Instructions to follow> Rescale the answers in all the records below. Write every line out again, requests included, but multiply each x and y coordinate in the answers by 1.8 and round to whole numbers, with halves rounding up, leaving the numbers in the requests and their format samples unchanged.
◆ ◆ ◆ ◆ ◆ ◆ ◆
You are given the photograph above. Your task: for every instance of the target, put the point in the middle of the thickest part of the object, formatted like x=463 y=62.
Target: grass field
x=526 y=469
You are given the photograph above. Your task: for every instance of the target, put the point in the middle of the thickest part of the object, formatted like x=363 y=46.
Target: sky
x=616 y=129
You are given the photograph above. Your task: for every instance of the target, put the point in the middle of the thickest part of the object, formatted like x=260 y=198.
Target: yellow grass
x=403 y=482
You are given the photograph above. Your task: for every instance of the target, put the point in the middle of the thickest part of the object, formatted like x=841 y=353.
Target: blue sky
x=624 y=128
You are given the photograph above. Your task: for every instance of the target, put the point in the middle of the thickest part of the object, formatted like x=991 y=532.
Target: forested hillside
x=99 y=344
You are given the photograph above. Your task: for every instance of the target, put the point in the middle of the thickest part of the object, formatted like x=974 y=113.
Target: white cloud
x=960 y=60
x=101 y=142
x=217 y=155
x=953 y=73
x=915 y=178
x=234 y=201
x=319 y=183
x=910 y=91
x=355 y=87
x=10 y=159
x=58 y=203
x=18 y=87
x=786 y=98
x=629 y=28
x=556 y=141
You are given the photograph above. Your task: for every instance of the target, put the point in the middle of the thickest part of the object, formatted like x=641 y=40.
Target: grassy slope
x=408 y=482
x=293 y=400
◆ ◆ ◆ ◆ ◆ ◆ ◆
Completed task>
You are given the photograph above. Your task: for every instance of the target, put the point in the middle of the thickest part of the object, formatted like x=463 y=62.
Target: grass field
x=947 y=844
You are given the photograph above. Your task: for every instance of the target, put the point in the middle of the thickest part of the object, formatted like x=363 y=46.
Target: sky
x=1109 y=232
You are given the photograph above. Your task: for every instance of the target, put the point in the middle of the thickest part of the object, formatted like x=260 y=198.
Target: yellow grass
x=725 y=868
You are given the photograph above. Your task: for every instance of the target, put the point in the middle of the thickest part of the object, formatted like x=841 y=353.
Target: blue sky
x=1123 y=230
You are given the photograph above. Your task: for every instance of the target, put the point in the middle of the thickest part of the object, formatted like x=991 y=532.
Target: forested hillside
x=178 y=619
You are given the photograph above. Your task: for every instance of the target, put the point in the middle of the thickest part of the object, formatted like x=974 y=113.
Target: white cloud
x=1728 y=108
x=182 y=256
x=391 y=279
x=1715 y=131
x=1647 y=320
x=421 y=362
x=574 y=329
x=1638 y=164
x=639 y=157
x=18 y=286
x=104 y=365
x=32 y=157
x=1415 y=176
x=1132 y=50
x=1001 y=254
You are given the photograph above. Your task: for every instance of the target, put the point in the middle of the thickest part of the object, formatted like x=641 y=40.
Target: grassy slope
x=734 y=868
x=527 y=720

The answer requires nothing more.